## 目的
下に示す車の駆動方式とタイヤに関する抜粋を、一字一句変えずに全文書き写してください。

## 提示された抜粋

────────────────────

走破性は車軸とエンジンが同じように後方になるので、良いといえます
FFはエンジンの他に人間の重量も掛かるのでRRより有利です
運転の難易度は後方に重量物がある独特の感じになるそうなので難しいと思います
一旦リアタイヤが滑ると立て直すのに苦労するでしょう
居住性や燃費、コストはリアエンジンが殆ど Porsche くらいしか作っていないので良くはないです
そういったことを度外視して作られています
(構造的にはFF同様有利になりますが・・・)
結局どれが良いか?
これらの特徴を踏まえるとFFをおススメします
4WDも欠点を許容できれば非常におススメです
ちなみに私は4WDを選びました
タイヤとチェーン
タイヤは夏タイヤ (ノーマルタイヤ) と冬タイヤ (スタッドレスタイヤ) に大別されます
基本的に雪山を目指すなら、冬タイヤ+チェーン携行が良いでしょう
冬タイヤ (スタッドレスタイヤ)

────────────────────

## 点アノテーションデータからの抜粋
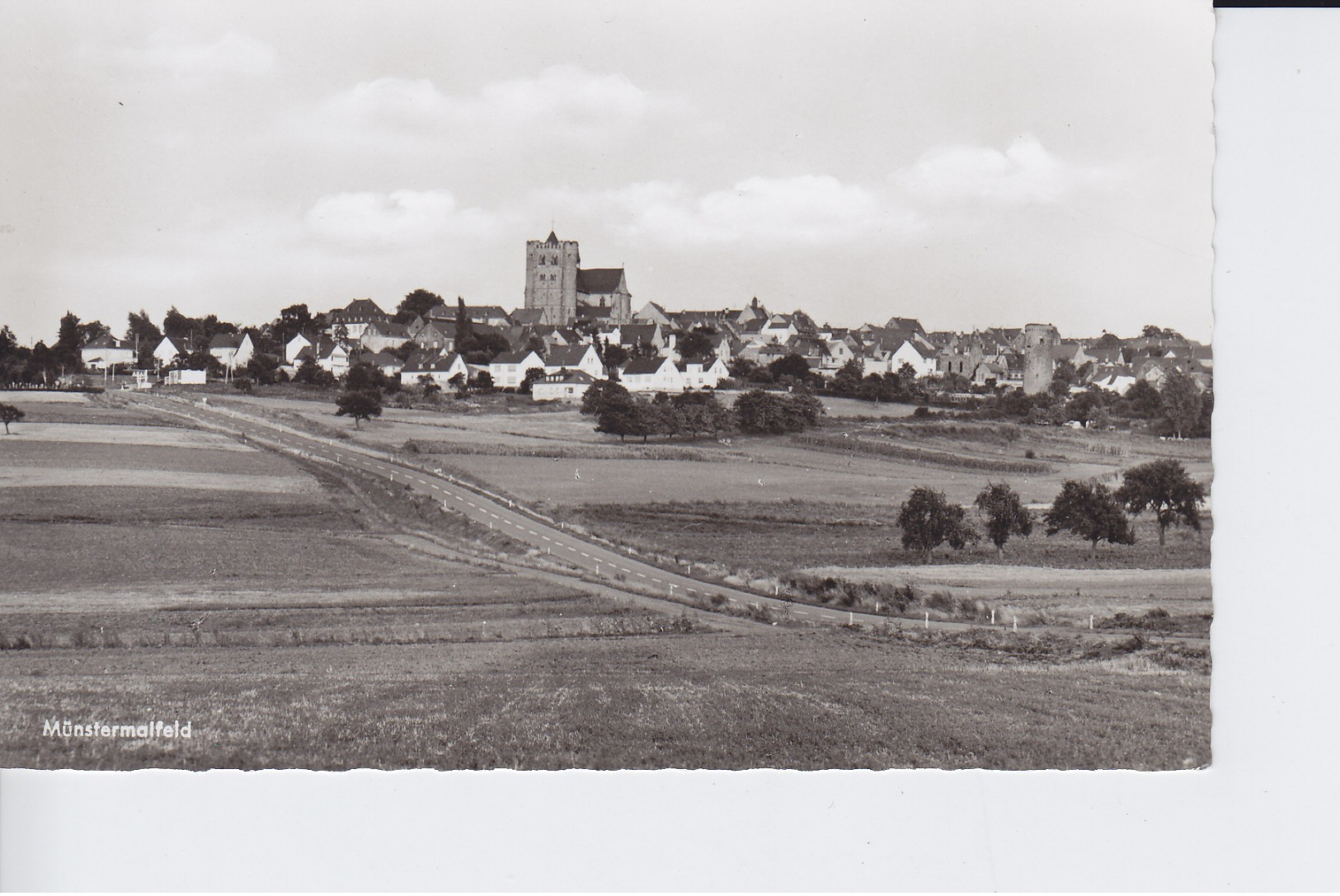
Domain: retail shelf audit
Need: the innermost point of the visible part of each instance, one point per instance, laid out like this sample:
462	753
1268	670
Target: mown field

────────────────────

## 本課題の解答
走破性は車軸とエンジンが同じように後方になるので、良いといえます
FFはエンジンの他に人間の重量も掛かるのでRRより有利です
運転の難易度は後方に重量物がある独特の感じになるそうなので難しいと思います
一旦リアタイヤが滑ると立て直すのに苦労するでしょう
居住性や燃費、コストはリアエンジンが殆ど Porsche くらいしか作っていないので良くはないです
そういったことを度外視して作られています
(構造的にはFF同様有利になりますが・・・)
結局どれが良いか?
これらの特徴を踏まえるとFFをおススメします
4WDも欠点を許容できれば非常におススメです
ちなみに私は4WDを選びました
タイヤとチェーン
タイヤは夏タイヤ (ノーマルタイヤ) と冬タイヤ (スタッドレスタイヤ) に大別されます
基本的に雪山を目指すなら、冬タイヤ+チェーン携行が良いでしょう
冬タイヤ (スタッドレスタイヤ)